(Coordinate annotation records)
* * * * * * *

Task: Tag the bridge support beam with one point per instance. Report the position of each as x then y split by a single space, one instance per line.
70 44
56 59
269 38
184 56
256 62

* * * * * * *

* **Task details**
Rescale the material above by rewriting every line, request included, with each coordinate in the answers multiplied by 1.45 and rounded to the nearest whole number, halves rounded up.

* **Response to the exercise**
Task: Tag the bridge support beam with one point per instance. Report the position of each as x then y split by a single space, one instance per line.
102 64
81 86
390 55
267 81
371 90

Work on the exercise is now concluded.